I. EXAMEN DE LOS PASOS MÁS
SALIENTES DE EZEQUIEL
Según
el autor del comentario, la interpretación de la profecía de Ezequiel ha de ser
necesariamente alegórica. Así lo afirma en términos en la página 12, y lo
practica luego con mucho desenfado. En sus páginas ni aun se percibe bien la
distinción que hay entre parábola y alegoría, puesto que, en ésta, lo mismo que
en aquélla, se toman muchísimos pormenores como meros complementos de la
figura, a los que nada correspondería en lo figurado.
El nuevo Israel es el resto vaticinado por Isaías, que no es otro que el grupo de los
repatriados del cautiverio babilónico, el cual estaría integrado no sólo por
descendientes de Judá, sino también de las restantes tribus; y así se
verificaría la fusión de los dos reinos en uno, tantas veces anunciada.
El nuevo pacto es el antiguo pacto del
Sinaí, renovado por el nuevo Israel cuando entró de nuevo en la tierra
prometida a sus padres (Neh. IX). Llámase nuevo porque renovado, y perpetuo, además, porque impreso, no
como el antiguo, en tablas de piedra, sino en el corazón del pueblo, moral y
religiosamente mejorado.
Donde
esto no parece bastar para justificar los apremios de la letra nótase de cuando
en cuando que toda esa novedad viene a desembocar en el Evangelio, y de él se
invita a tomar cuanto pueda bastar a colmar y a calmar las exigencias de la
letra, que por otra parte no son para turbar a nadie, pues se trata de meras
alegorías.
Al
proponer nuestro leal parecer acerca de estos extremos y de otros en conexión
con ellos, opondremos casi siempre a la alegoría alejandrina la llamada teoría
antioquena, más ponderada y respetuosa con la letra. Planeará nuestro
pensamiento sobre el propio libro de Ezequiel, pero trayendo a confirmación e
ilustración abundancia de lugares paralelos de la Biblia misma, harto más
luminosos y decisivos que los tímidos pareceres de sus comentadores, cuando
prescinden de ellos o los consideran tal vez aisladamente.
1. El nuevo Israel.
Sobre
el nuevo Israel habría mucho que decir. Nos contentaremos por de pronto con
fijar algunas posiciones:
1) El nuevo Israel no lo constituyen adecuadamente
los desterrados vueltos a su patria en virtud del decreto de Ciro, porque no se
cumplieron en ellos ni de lejos, las magníficas promesas messianas, que
hacen a los repatriados los vaticinios todos, sin exceptuar los de Ezequiel.
2) Tampoco lo forman los fieles cristianos,
recogidos de la gentilidad —el Israel
Dei de S. Pablo (Gal. VI, 16), que dicen algunos—, porque las promesas
no se hacen directamente a ellos (cf. Rom. III, 1-3), sino a los desterrados de
Israel, para cuando fueren repatriados.

(Filas del conjunto de datos sobre ubicaciones de objetos)
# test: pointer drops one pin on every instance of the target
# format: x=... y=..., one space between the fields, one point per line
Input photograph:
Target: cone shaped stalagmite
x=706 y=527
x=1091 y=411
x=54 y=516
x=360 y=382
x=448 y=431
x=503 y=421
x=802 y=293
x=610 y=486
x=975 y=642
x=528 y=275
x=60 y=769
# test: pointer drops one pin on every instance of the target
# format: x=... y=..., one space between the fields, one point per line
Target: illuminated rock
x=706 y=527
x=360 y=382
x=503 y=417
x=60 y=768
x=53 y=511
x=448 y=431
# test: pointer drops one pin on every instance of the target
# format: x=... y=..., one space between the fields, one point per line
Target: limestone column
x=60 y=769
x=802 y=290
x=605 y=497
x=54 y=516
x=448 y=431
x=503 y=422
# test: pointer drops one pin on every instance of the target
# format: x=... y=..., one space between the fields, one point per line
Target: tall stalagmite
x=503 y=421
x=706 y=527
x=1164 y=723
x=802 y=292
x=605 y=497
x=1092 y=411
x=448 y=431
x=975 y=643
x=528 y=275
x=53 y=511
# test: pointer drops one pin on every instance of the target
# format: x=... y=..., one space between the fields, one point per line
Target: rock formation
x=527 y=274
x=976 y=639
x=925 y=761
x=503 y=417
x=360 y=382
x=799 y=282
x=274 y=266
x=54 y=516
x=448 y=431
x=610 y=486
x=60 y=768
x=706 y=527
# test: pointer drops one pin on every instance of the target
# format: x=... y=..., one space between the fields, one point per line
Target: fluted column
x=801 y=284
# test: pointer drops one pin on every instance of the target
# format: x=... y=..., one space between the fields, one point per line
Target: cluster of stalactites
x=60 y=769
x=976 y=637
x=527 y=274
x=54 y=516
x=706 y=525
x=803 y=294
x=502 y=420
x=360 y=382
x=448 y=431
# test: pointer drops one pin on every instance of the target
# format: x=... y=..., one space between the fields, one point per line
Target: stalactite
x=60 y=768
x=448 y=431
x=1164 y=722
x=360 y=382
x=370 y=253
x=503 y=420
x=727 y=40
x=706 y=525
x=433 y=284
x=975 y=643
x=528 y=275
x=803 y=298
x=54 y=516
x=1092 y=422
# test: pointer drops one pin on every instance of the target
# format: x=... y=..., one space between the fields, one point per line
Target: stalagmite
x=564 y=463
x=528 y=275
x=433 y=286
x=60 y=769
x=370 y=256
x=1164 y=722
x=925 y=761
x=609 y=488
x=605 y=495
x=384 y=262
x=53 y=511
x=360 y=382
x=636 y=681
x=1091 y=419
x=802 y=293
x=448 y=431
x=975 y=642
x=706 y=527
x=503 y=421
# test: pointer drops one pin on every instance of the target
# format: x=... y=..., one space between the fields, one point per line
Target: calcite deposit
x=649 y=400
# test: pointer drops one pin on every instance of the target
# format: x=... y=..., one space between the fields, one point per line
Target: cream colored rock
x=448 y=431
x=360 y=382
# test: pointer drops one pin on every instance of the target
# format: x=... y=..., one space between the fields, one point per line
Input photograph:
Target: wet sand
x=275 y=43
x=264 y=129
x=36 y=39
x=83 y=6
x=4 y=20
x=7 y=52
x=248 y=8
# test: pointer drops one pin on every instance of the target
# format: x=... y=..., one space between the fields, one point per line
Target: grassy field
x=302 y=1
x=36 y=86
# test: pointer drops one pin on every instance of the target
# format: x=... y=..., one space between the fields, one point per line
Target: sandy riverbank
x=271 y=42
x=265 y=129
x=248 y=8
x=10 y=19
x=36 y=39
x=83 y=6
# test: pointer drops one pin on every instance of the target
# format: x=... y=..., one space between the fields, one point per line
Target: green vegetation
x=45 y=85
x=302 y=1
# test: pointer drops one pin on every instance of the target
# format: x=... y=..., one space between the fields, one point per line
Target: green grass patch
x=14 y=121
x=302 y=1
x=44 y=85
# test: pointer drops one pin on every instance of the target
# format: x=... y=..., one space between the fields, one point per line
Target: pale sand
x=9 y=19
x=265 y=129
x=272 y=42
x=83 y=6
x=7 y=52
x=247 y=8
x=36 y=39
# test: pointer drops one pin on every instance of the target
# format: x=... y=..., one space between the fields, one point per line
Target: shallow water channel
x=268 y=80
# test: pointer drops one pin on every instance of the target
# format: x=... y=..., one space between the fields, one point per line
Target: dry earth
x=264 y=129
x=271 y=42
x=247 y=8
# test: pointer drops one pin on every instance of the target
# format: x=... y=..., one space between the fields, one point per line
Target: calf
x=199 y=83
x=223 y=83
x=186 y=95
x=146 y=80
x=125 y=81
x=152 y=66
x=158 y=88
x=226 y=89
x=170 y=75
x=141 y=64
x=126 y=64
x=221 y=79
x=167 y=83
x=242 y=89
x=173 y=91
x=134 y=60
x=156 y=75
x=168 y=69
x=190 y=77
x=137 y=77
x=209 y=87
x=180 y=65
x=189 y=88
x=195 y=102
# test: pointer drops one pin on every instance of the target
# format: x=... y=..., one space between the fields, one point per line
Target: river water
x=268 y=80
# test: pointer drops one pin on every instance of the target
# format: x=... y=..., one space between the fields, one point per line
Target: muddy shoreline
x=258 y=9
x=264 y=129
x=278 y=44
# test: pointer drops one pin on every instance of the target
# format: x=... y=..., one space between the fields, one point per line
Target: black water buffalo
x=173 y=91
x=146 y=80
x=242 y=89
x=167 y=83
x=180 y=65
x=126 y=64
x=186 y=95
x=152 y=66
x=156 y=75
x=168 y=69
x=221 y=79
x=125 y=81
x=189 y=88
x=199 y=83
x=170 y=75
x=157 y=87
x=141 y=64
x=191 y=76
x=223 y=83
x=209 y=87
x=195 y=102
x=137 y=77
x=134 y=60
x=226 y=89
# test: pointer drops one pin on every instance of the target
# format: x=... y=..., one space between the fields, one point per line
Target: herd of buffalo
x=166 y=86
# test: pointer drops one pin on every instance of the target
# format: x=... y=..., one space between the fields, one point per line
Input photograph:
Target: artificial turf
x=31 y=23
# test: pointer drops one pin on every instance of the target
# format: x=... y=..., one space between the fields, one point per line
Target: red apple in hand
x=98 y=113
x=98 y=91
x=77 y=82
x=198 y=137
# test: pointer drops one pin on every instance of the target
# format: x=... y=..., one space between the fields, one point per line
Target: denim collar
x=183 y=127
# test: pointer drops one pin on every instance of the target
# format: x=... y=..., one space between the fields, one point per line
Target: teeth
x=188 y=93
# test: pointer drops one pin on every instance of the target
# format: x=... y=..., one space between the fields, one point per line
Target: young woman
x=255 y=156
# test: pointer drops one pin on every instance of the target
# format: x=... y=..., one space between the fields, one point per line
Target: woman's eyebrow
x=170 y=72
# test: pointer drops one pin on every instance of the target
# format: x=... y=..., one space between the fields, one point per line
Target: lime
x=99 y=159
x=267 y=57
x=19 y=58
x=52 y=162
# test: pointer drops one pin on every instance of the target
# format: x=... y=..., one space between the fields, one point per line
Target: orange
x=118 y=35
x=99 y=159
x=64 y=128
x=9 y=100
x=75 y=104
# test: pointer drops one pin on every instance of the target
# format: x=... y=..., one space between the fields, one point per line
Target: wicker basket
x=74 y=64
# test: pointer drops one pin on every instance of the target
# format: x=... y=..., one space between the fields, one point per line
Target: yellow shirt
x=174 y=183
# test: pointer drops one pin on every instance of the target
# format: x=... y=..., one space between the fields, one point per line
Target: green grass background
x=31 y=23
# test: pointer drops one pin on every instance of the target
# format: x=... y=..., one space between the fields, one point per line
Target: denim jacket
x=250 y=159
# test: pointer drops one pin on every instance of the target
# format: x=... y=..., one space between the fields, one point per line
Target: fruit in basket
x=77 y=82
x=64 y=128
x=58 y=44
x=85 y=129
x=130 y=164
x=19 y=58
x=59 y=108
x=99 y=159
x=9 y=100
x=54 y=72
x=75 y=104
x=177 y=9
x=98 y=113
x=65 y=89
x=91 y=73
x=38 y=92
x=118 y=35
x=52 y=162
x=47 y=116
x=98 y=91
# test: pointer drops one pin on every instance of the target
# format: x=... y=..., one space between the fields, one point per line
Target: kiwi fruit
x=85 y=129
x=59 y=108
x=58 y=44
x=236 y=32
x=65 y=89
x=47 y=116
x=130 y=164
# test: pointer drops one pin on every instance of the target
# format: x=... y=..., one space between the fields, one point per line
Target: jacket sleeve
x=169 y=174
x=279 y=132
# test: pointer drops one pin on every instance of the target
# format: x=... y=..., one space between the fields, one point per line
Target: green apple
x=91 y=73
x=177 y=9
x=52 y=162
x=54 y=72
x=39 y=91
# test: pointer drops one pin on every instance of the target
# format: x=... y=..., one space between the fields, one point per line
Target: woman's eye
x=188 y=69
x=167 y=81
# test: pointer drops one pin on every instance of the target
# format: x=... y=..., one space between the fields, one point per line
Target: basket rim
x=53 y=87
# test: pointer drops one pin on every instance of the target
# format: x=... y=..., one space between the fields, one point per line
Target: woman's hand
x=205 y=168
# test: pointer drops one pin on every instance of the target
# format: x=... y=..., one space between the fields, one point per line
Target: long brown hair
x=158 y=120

## Tarea asignada
Según el texto sobre la profecía de Ezequiel, ¿por qué se llama «nuevo» al nuevo pacto?

## Respuesta al ejercicio
Porque es el antiguo pacto del Sinaí renovado.